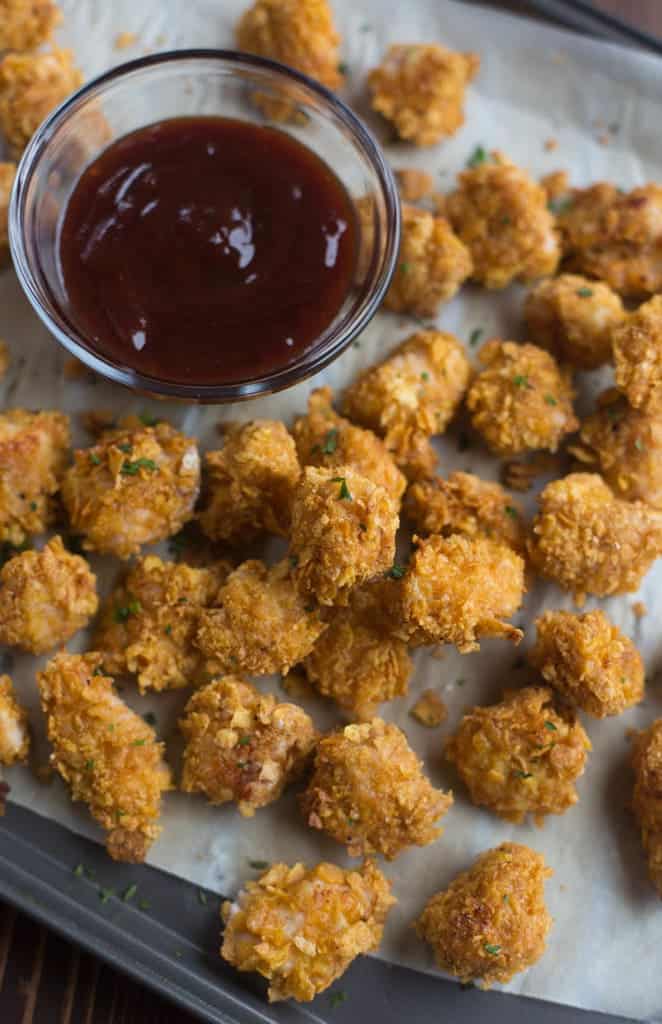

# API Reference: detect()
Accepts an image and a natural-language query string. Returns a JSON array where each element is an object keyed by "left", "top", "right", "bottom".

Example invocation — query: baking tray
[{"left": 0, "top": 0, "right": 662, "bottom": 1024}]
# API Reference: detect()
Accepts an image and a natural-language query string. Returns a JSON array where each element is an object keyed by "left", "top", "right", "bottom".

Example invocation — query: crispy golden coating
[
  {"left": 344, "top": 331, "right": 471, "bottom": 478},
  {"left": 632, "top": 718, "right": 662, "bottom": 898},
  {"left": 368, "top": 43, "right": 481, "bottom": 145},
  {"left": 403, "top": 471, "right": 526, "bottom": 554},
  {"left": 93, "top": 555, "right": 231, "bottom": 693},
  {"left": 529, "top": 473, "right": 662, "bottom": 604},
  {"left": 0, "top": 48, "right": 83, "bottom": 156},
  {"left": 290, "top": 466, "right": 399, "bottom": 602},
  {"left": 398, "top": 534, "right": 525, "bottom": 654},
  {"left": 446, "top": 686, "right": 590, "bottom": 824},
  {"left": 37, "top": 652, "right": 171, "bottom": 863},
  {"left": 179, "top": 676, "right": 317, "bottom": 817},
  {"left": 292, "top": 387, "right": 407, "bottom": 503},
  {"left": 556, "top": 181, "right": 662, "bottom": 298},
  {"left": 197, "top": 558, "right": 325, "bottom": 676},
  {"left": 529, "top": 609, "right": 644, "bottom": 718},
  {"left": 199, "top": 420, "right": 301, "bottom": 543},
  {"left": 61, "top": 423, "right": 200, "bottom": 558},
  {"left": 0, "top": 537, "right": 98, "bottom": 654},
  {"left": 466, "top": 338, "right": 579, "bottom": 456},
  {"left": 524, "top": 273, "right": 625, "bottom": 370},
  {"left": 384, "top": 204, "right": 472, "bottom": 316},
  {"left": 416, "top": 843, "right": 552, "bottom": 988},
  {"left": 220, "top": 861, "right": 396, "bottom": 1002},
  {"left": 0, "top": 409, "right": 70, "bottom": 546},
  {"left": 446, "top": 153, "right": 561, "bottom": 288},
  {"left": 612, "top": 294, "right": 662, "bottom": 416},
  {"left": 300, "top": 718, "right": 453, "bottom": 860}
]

# CHALLENGE
List every line of the material that contains the word "Example".

# EXERCISE ANSWER
Example invocation — query: baking tray
Example invocation — query: crispy golden coating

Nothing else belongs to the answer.